**WORK TO BE COMPLETED**
Reproduce the records below word for word.

**PROVIDED RECORDS**
━━━━

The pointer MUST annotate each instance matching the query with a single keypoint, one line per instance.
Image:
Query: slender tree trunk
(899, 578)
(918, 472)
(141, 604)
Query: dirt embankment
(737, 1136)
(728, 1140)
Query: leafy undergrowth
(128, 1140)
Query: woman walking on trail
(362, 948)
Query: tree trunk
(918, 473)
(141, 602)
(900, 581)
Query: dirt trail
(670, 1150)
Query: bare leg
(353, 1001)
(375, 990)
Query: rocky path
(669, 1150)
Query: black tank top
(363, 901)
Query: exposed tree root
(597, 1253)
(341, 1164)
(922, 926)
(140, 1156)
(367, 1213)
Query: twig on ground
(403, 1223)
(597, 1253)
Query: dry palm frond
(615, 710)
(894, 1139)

━━━━

**FINAL ANSWER**
The pointer MUST annotate each instance matching the query with a single keypoint, one line per instance.
Image:
Query: slender tree trunk
(899, 578)
(918, 472)
(141, 604)
Query: dirt embankment
(737, 1136)
(728, 1140)
Query: leafy undergrowth
(128, 1140)
Query: woman walking on trail
(362, 948)
Query: tree trunk
(918, 473)
(141, 602)
(900, 581)
Query: dirt trail
(670, 1150)
Query: bare leg
(353, 1001)
(375, 990)
Query: rocky path
(669, 1150)
Query: black tank top
(363, 901)
Query: exposed tree root
(597, 1253)
(341, 1164)
(922, 926)
(140, 1156)
(367, 1213)
Query: twig on ground
(403, 1223)
(597, 1253)
Query: dry palm frond
(615, 710)
(894, 1139)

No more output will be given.